• **Consignes de travail**
• 1. Reproduisez le passage de l'extrait qui va de « En réalité, à » jusqu'à « de l’aide divine. ».
• 2. D'après l'extrait, quelle fut la réaction des vieillards lors de la construction du second Temple ?

• **Extrait du texte**
En réalité, à tout homme correspond une ombre, un reflet, c’est-à-dire un certain bagage en Torah qu’il a acquis au ciel. Par conséquent, on tient fortement rigueur à celui qui néglige ce reflet en ne fournissant pas suffisamment d’efforts pour trouver des interprétations en Torah. Lorsque notre maître Moché monta au ciel, il y apprit en effet les élucidations que tous les élèves auraient dans les générations à venir. La Torah n’est donc pas dans le ciel et il incombe à chaque Juif d’attirer vers lui ce reflet en étudiant assidûment la Torah. Tout homme proposant une nouvelle interprétation en Torah peut être surnommé Bétsalel, puisqu’il révèle ainsi sa volonté et son intérêt pour la sainte Torah et bénéficie, de cette manière, de l’aide divine.
J’ai vu, il y a quelques temps, un livre écrit par l’un des avrékhim du Collel, dans lequel se trouve rapporté un fait au sujet de mon maître, le vénéré Rabbi Guerchon Liebmann, de mémoire bénie. A l’époque où il était à Lakewood, un élève est venu lui poser la question suivante. Il est rapporté (Ezra 3, 12-13) que, lorsque les hommes de la Grande Assemblée construisirent le second Temple, suite à la destruction du premier, il y eut une grande joie parmi les jeunes qui dansèrent en cet honneur, alors que les vieillards, qui se souvenaient encore du premier Temple, se lamentèrent amèrement, au point que l’intensité de leurs pleurs masqua les clameurs joyeuses du peuple. Cet élève demanda comment il était possible que les vieillards aient pleuré au lieu de se réjouir du fait que le Temple avait enfin été reconstruit, et pourquoi ils ont pleuré justement au moment où les jeunes se sont réjouis. Rabbi Guerchon Liebmann lui donna une réponse, rapportée dans cet ouvrage.

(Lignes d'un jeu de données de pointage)

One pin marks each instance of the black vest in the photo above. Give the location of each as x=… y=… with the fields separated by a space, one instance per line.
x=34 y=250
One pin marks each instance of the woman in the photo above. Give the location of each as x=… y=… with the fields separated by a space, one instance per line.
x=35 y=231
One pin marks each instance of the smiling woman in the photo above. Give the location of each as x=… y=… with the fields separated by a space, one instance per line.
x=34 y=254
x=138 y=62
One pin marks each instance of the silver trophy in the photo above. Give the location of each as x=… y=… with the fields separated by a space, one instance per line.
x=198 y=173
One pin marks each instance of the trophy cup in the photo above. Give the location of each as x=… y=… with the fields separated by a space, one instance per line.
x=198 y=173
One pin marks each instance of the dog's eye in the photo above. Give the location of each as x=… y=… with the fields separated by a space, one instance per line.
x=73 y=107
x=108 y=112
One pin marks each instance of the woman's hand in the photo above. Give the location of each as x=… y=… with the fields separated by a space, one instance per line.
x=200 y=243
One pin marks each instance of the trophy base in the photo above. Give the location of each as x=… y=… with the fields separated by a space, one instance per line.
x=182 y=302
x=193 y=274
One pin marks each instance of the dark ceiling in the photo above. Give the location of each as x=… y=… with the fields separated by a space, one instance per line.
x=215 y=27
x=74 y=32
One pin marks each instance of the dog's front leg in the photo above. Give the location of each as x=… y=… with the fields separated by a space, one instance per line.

• **Réponses par consigne**
• 1.
En réalité, à tout homme correspond une ombre, un reflet, c’est-à-dire un certain bagage en Torah qu’il a acquis au ciel. Par conséquent, on tient fortement rigueur à celui qui néglige ce reflet en ne fournissant pas suffisamment d’efforts pour trouver des interprétations en Torah. Lorsque notre maître Moché monta au ciel, il y apprit en effet les élucidations que tous les élèves auraient dans les générations à venir. La Torah n’est donc pas dans le ciel et il incombe à chaque Juif d’attirer vers lui ce reflet en étudiant assidûment la Torah. Tout homme proposant une nouvelle interprétation en Torah peut être surnommé Bétsalel, puisqu’il révèle ainsi sa volonté et son intérêt pour la sainte Torah et bénéficie, de cette manière, de l’aide divine.

• 2. Ils se lamentèrent amèrement, au point que l'intensité de leurs pleurs masqua les clameurs joyeuses du peuple.